(begin)

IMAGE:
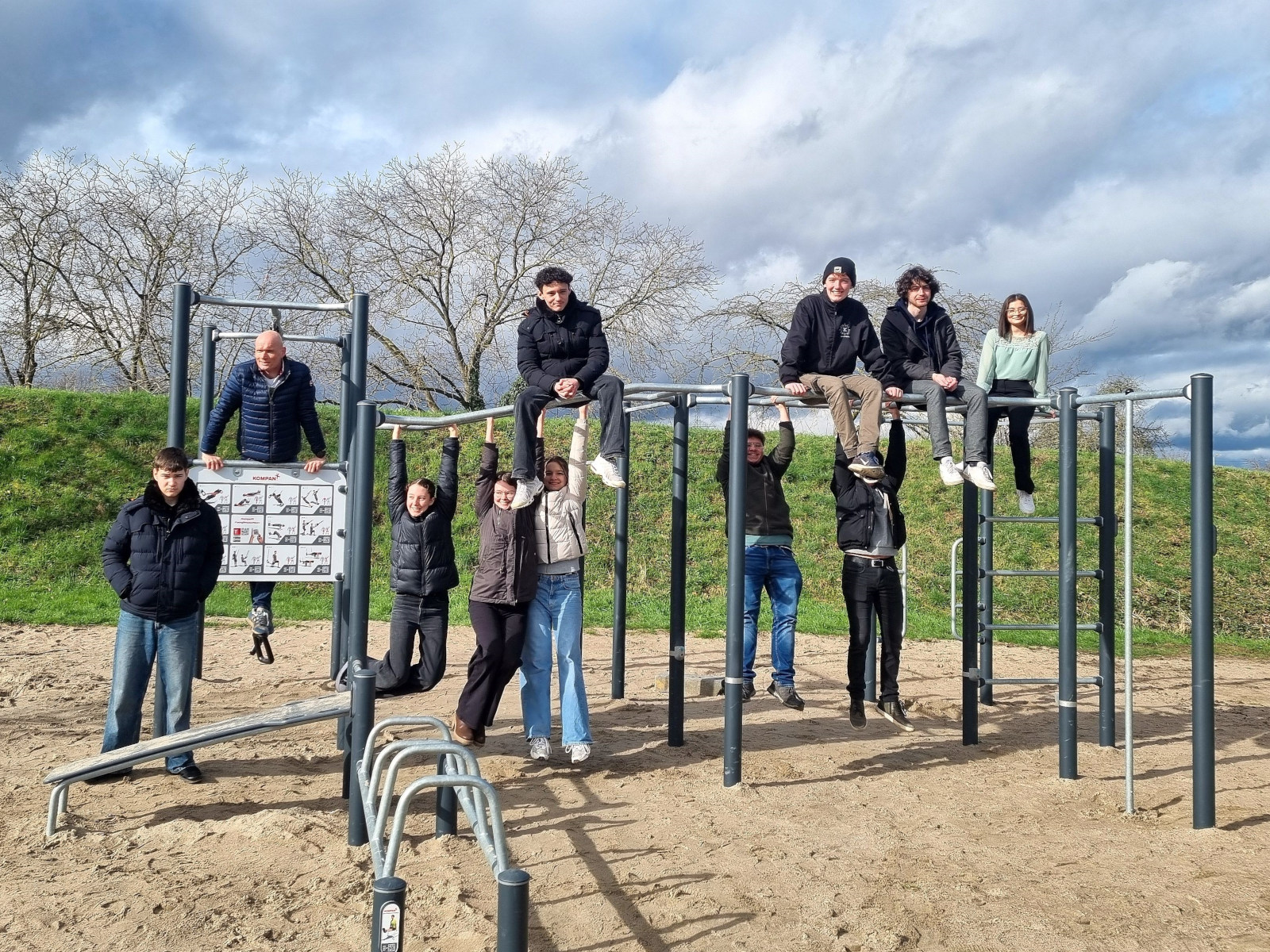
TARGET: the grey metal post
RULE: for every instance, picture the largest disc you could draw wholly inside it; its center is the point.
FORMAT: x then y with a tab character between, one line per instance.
182	300
387	916
679	570
969	613
1106	584
737	476
362	685
1067	476
514	911
984	594
448	805
622	513
1203	545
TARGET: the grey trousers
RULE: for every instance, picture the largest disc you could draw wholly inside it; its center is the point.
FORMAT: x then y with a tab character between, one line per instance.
976	418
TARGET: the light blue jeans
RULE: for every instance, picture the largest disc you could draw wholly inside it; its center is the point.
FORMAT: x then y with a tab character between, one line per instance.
137	643
556	611
772	568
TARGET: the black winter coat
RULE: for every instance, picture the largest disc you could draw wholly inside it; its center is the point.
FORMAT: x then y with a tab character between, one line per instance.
162	560
552	347
271	419
507	570
423	549
855	498
766	511
829	338
921	351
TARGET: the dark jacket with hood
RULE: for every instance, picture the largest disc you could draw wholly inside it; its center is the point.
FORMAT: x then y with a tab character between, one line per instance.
918	351
766	511
552	347
163	560
507	570
855	498
423	549
829	338
271	419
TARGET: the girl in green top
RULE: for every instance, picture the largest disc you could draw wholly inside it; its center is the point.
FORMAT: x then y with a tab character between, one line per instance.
1015	363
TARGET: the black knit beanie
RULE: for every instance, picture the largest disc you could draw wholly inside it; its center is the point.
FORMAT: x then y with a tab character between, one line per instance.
840	266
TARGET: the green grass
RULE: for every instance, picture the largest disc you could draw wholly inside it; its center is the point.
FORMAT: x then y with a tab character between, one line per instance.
69	461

(end)

TASK: Transcribe the records word for word and include no pictures.

EXPECTED OUTPUT:
IMAGE:
TARGET: the grey metal post
RULE: for every instance, picture the largest disc you could draw wholly inside it; its center is the point.
FORMAT: x then y with a tab character between, one line per instance.
182	300
387	916
679	570
969	613
1106	584
737	476
362	685
1067	476
514	911
984	594
448	805
622	513
1203	545
TARGET: the grey trousers
RULE: for every instance, picture the largest disc you could draw wholly inside it; its center is the point.
FORMAT: x then y with a tab character between, one line per instance.
976	418
TARGET: the light blue jeans
RULE: for every instance, picture the largest disc you could draw wholly inside it; its center is the point.
FORMAT: x then y with a tab character between, one line per instance.
137	643
556	611
772	568
TARGET: the black winter coat
RULE: for every instance, picture the largest disc you could draw wholly inside it; its center is the point.
FORMAT: x then y with a tab character between, one line per instance.
162	560
552	347
271	419
507	570
423	549
855	498
766	511
829	338
921	351
TARGET: the dark jacket with hood
RULE: for every instance, picture the largest disc you could draw wholly inside it; its center is the point.
FORMAT: x then y with a tab character between, one line per instance.
918	351
766	511
552	347
163	560
507	570
855	498
423	549
829	338
271	419
TARGET: the girl in green top
RULE: for every instance, picture the largest disc you could draw wholly inside it; its center is the point.
FORMAT: x then y with a tab character between, one line per instance.
1015	363
TARGET: the black knit beanie
RULE: for every instance, picture the largest disc you could draw wholly inside it; its center is the point.
FORMAT: x then y with a tab character between, one line per instance.
840	266
TARGET: the green grass
RULE: for every instance, picture the largest disc you could draw wholly inside it; its center is the point.
FORMAT: x then y with a tab character between, one line per instance.
69	461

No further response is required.